_Exercise details_
Quote every line of the material beneath this one.

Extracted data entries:
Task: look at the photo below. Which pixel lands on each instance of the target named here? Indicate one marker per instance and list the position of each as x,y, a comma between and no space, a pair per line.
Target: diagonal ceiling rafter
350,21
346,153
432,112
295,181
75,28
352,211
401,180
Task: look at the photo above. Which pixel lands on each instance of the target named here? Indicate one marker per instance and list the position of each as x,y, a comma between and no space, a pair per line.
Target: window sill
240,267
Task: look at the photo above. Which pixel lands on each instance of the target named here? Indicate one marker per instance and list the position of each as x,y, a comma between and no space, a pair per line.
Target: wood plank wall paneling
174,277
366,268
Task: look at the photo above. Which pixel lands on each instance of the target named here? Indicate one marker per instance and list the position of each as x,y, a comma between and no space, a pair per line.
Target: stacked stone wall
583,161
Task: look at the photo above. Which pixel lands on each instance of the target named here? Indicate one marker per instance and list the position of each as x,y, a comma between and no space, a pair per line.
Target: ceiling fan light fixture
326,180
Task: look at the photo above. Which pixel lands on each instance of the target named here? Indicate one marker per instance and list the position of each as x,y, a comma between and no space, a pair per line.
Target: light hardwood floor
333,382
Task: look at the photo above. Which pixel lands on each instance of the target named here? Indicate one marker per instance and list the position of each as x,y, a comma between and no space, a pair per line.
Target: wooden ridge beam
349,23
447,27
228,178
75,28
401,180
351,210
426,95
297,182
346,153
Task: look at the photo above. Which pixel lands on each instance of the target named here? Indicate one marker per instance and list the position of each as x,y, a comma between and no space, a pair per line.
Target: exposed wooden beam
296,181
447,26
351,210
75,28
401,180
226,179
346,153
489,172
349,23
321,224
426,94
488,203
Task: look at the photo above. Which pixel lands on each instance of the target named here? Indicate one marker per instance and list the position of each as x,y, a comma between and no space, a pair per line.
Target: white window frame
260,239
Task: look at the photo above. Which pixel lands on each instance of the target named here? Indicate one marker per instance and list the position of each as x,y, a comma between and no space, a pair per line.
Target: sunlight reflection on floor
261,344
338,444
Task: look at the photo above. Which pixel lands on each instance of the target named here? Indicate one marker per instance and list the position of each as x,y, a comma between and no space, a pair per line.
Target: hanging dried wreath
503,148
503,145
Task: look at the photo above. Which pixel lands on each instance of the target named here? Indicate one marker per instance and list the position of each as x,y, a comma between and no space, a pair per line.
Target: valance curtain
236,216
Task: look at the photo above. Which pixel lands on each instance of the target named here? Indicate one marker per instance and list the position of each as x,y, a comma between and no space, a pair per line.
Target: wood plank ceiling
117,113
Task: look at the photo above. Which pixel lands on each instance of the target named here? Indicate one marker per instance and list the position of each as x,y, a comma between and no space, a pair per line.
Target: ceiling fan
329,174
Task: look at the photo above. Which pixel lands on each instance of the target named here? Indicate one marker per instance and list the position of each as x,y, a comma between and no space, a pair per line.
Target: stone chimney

_Correct output_
Task: look at the photo below. Which pixel lands on each instance of the target named here? Indicate one marker per instance and list the position of each as x,y, a comma between and no space, a pair per line.
Target: diagonal ceiling rafter
350,21
346,153
432,112
295,181
75,28
352,211
401,180
Task: look at the photo above. Which pixel lands on each instance of the target named here? Indicate one marker per instance and list the position of each as x,y, a comma between and no space, a pair per line.
Target: window sill
240,267
Task: look at the photo above. Which pixel lands on each instance of the target named here? Indicate one marker per instance and list the position of each as x,y, a comma between and no space, a pair per line.
Target: wood plank wall paneling
174,277
366,268
Task: look at the photo above. Which pixel lands on each instance of the target named here? Indicate one marker per instance and list the position of each as x,y, a comma between and no space, a pair per line.
Target: stacked stone wall
583,161
Task: look at the photo above. Which pixel lands on each instance of the target named here? Indicate one marker per instance and list the position of each as x,y, a comma between and no space, a pair per line.
Target: ceiling fan light fixture
326,180
Task: look at the photo above. Which pixel lands on each instance of the target named here? Indicate one marker per instance and list the position of each as x,y, a comma between and no space, a pair per line.
Target: light hardwood floor
333,382
Task: look at the photo above. Which pixel lands on each instance of the target named here? Indicate one marker per instance and list the position of each as x,y, a comma between and no space, a pair per line.
Target: wooden ridge beam
349,23
447,27
228,178
75,28
401,180
351,210
426,95
297,182
346,153
Task: look at the photo above. Which pixel lands on each instance of the target named here? Indicate one marker per instance and list the position of each as x,y, a comma between and no space, a pair per line.
Target: exposed wooden beam
296,181
447,26
351,210
75,28
401,180
226,179
346,153
489,172
349,23
321,224
426,94
488,203
Task: look at the photo above. Which pixel lands on each instance of the target named here? Indicate one marker per instance and list the position of each as x,y, a comma between and no space, a pair per line.
Target: white window frame
260,239
Task: look at the photo above. Which pixel lands on each instance of the target named here? Indicate one marker per instance and list the position of each as x,y, a comma between and no space, a pair per line.
Target: sunlight reflection on floor
261,344
338,444
Task: look at the photo above. Which pixel lands on each instance of the target named here? Indicate one marker per instance and list the position of each as x,y, a comma between and no space, a pair per line.
Target: hanging dried wreath
503,148
503,145
Task: look at the photo above. Which pixel lands on each instance of the target named here? Indicate one marker per instance and list the position of each as x,y, a comma between and no space, a pair per line.
Target: valance curtain
236,216
Task: look at the photo above. Which pixel lands on each instance of the target named here? Indicate one marker per instance and list the position of each as x,y, a comma between and no space, a pair per line.
Target: wood plank ceiling
117,113
Task: look at the photo above. Which pixel lands on each instance of the target named here? Indicate one marker per instance and list the position of each as x,y, a comma between and no space, a pair per line.
Target: ceiling fan
329,174
Task: look at the photo above. Which pixel lands on each instance of the target named here? Indicate one marker per instance and list the position of each as x,y, a comma between and no space, a pair per line.
Target: stone chimney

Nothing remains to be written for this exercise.